■ DATA PROVIDED ■
§ §
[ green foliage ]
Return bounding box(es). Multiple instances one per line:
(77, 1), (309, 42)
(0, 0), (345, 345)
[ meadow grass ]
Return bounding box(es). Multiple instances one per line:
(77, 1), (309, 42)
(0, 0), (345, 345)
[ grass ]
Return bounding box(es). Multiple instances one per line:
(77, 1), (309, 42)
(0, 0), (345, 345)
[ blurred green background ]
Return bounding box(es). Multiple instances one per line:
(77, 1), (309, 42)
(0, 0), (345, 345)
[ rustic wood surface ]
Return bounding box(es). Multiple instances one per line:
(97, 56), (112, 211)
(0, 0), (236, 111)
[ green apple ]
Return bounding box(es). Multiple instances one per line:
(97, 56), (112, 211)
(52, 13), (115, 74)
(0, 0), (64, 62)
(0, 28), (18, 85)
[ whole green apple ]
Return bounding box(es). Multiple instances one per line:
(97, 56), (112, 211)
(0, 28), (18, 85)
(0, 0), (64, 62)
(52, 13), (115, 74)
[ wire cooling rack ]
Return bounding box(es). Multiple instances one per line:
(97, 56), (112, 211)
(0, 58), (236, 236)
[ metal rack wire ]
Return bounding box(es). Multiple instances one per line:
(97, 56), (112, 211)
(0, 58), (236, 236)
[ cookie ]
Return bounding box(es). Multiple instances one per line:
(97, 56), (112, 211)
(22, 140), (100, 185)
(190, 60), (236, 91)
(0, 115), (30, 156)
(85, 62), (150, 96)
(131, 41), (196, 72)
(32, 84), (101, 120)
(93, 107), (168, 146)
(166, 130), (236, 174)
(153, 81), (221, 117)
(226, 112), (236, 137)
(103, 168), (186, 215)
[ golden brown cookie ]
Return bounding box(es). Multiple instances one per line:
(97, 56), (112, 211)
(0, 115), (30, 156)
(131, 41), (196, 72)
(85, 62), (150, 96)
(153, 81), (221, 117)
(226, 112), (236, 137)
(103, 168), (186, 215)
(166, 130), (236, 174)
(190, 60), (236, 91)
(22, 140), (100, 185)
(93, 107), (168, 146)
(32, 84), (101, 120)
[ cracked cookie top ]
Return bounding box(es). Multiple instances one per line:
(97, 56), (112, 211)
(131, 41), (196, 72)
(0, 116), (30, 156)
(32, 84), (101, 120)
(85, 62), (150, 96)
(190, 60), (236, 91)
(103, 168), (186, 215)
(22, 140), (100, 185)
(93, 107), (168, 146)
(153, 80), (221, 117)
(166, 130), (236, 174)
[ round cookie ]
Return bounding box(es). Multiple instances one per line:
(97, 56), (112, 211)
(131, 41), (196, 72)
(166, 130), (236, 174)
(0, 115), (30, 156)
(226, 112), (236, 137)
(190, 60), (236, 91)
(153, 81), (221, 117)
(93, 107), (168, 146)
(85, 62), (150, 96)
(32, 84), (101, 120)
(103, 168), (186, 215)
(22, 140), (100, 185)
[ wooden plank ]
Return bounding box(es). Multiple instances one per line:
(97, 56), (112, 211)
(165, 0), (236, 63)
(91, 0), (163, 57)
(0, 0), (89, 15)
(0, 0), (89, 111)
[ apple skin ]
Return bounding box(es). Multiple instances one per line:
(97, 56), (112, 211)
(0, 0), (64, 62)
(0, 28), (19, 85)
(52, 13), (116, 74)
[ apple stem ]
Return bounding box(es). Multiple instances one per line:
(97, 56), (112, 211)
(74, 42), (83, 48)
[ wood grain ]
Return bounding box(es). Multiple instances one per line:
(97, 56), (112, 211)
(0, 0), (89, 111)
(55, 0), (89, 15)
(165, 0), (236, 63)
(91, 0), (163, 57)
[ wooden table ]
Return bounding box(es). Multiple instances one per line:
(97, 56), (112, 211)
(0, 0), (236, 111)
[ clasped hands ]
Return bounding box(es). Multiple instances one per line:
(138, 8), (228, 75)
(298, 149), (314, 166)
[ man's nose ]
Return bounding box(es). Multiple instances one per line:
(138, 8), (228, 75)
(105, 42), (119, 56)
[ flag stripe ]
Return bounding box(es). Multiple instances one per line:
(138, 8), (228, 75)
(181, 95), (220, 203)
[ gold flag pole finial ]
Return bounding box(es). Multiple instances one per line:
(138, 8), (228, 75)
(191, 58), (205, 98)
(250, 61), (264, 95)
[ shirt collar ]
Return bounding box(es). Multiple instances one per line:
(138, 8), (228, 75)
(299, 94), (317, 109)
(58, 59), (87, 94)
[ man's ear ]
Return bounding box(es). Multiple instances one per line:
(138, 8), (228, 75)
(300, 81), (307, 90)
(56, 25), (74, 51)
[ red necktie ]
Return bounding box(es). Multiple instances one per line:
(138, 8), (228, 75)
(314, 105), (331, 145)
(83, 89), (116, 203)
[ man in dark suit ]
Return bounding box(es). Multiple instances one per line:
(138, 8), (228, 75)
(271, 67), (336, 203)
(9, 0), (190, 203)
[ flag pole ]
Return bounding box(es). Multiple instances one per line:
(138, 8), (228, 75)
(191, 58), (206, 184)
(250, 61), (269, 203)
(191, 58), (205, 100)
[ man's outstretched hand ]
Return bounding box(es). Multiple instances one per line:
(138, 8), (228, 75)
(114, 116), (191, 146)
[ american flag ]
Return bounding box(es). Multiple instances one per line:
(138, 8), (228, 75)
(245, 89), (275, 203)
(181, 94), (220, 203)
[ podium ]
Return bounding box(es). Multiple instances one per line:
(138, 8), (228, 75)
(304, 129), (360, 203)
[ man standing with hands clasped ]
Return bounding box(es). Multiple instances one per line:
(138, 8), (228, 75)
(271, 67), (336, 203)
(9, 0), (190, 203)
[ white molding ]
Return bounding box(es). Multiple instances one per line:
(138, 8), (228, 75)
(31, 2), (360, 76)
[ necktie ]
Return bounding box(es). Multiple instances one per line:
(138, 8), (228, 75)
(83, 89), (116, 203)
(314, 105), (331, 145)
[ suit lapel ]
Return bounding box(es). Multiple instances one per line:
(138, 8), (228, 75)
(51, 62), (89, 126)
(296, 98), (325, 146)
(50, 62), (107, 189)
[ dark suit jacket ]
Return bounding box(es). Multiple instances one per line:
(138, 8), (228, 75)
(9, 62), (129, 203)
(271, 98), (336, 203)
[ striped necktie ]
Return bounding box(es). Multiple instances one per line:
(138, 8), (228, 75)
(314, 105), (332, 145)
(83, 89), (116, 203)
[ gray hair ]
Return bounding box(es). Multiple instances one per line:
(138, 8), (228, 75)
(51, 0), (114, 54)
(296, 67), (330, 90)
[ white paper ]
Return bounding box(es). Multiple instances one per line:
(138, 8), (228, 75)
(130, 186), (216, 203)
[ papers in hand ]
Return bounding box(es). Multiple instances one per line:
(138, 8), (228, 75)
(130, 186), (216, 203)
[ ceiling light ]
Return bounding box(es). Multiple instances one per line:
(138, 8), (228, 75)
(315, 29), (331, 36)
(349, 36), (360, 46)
§ §
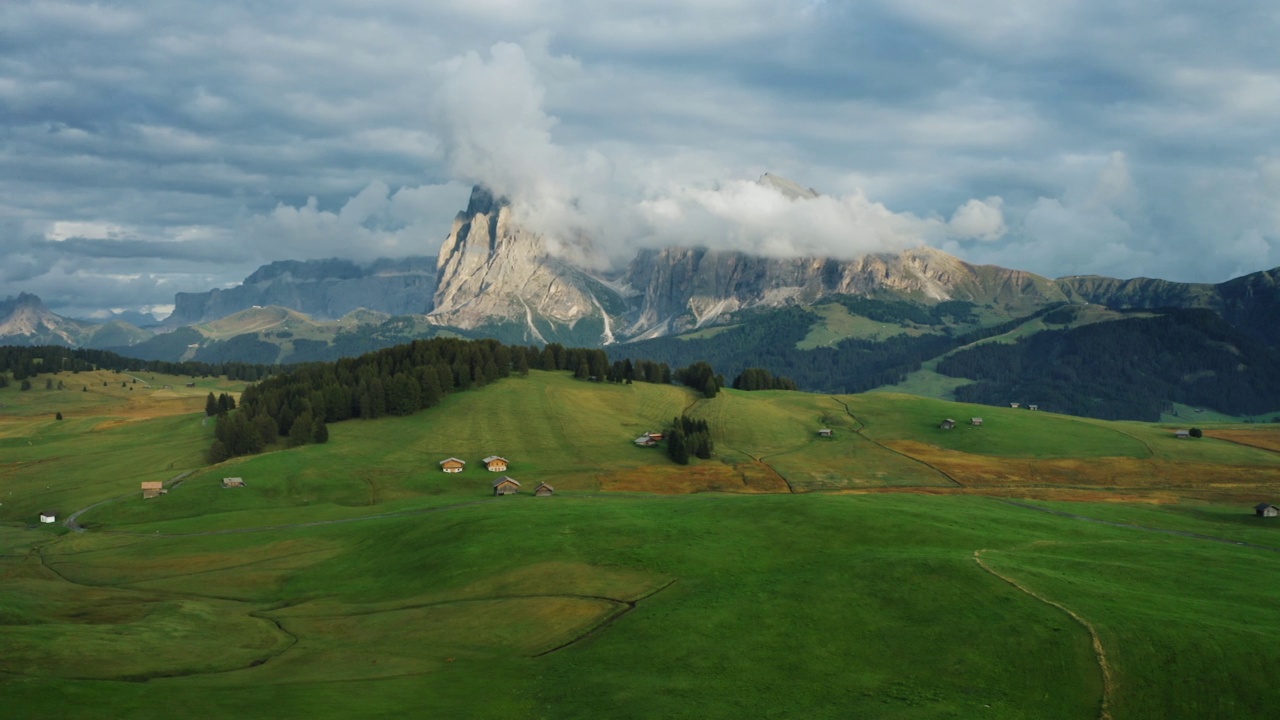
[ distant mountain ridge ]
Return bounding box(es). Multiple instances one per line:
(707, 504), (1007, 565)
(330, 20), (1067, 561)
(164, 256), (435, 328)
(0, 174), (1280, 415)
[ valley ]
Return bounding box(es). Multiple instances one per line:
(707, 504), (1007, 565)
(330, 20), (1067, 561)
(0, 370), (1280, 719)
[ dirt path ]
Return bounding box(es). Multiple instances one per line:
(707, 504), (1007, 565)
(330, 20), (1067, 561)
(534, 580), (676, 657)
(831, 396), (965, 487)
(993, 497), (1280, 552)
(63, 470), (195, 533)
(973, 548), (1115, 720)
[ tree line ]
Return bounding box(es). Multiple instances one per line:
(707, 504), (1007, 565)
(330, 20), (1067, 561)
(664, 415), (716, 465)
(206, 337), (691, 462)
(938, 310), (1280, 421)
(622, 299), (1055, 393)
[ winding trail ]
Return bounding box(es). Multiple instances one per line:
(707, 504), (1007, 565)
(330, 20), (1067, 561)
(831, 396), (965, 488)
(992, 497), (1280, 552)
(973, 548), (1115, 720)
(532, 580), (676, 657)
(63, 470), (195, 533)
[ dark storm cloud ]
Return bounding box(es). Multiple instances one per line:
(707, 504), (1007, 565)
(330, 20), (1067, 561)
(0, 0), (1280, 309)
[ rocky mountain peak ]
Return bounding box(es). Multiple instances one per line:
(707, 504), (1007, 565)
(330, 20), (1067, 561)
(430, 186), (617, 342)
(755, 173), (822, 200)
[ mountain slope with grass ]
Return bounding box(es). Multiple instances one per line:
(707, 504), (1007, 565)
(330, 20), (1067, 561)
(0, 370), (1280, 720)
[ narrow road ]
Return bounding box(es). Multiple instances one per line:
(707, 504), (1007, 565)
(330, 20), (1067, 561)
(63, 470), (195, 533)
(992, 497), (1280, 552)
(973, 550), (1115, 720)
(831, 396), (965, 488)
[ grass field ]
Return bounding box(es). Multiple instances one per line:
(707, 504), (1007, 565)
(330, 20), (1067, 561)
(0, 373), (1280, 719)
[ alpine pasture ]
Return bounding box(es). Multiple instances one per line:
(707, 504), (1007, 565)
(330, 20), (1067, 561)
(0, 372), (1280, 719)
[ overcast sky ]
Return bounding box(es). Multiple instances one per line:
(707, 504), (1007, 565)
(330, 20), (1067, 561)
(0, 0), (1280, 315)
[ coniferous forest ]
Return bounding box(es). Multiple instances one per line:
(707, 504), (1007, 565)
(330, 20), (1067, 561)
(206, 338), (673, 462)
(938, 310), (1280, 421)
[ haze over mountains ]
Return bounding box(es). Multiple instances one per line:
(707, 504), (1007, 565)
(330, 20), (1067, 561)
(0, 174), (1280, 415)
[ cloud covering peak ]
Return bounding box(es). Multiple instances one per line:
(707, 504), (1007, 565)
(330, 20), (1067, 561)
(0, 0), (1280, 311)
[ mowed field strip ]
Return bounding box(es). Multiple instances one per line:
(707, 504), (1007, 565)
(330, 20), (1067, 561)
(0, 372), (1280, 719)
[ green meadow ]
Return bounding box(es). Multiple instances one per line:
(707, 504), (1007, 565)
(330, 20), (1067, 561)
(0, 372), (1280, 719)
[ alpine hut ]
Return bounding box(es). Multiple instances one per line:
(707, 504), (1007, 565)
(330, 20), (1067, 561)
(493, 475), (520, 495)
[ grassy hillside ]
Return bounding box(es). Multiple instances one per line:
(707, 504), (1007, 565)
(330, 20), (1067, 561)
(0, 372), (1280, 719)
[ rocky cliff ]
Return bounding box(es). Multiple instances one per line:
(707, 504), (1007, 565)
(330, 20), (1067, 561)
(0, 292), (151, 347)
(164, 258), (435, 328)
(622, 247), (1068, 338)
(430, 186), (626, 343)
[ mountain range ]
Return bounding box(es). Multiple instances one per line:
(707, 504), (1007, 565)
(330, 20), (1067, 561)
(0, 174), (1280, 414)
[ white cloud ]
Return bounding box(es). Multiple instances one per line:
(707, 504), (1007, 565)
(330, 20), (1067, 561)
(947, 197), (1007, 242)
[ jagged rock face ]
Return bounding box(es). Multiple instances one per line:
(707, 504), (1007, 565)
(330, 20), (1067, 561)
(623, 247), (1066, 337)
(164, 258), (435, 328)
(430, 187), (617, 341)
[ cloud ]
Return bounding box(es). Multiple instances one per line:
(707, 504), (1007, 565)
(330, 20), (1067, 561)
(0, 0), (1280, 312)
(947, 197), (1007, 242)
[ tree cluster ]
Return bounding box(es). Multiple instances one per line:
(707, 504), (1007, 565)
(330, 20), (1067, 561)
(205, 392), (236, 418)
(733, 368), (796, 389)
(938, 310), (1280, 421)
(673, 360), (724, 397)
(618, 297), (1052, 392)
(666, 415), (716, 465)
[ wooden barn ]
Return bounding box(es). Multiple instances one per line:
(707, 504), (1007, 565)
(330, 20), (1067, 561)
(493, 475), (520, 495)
§ §
■ TASK REQUIREMENTS ■
Write out the lines from the one containing "[ flag stripe ]" through the one containing "(304, 129), (360, 203)", including both, with nothing changed.

■ SOLUTION TO THE PROBLEM ■
[ flag stripe ]
Return bounding box(es). Multiple instances one per line:
(138, 8), (228, 75)
(181, 95), (220, 203)
[ gold flag pole finial ]
Return bounding box(es). Multiple instances one per line:
(138, 8), (228, 75)
(191, 58), (205, 98)
(250, 61), (264, 95)
[ shirt collar ]
Return bounding box(es). Multiple instances one per line:
(138, 8), (228, 75)
(299, 94), (317, 109)
(58, 59), (87, 94)
[ man's ear ]
Return bounding box(es). Multiple instances one per line:
(138, 8), (228, 75)
(300, 81), (307, 90)
(56, 25), (74, 51)
[ red necktie ]
Return bounding box(es). Multiple instances one per line:
(138, 8), (228, 75)
(314, 105), (331, 145)
(83, 89), (116, 203)
[ man in dark suit ]
Return bounding box(es). Multiple instances one per line:
(138, 8), (228, 75)
(271, 67), (336, 203)
(9, 0), (190, 203)
[ flag pole ]
Return bounding box(es). Multiple instances one per line:
(138, 8), (228, 75)
(191, 58), (206, 184)
(250, 61), (269, 203)
(191, 58), (205, 100)
[ man's outstretched hand ]
Return bounding box(es). Multiple instances one per line:
(138, 8), (228, 75)
(114, 116), (191, 146)
[ american flag ]
Return bounding box(es). Multiple instances one per line:
(138, 8), (228, 75)
(245, 89), (275, 203)
(181, 94), (220, 203)
[ podium ]
Return bounding box(es). Multiple instances one per line:
(138, 8), (228, 75)
(304, 129), (360, 203)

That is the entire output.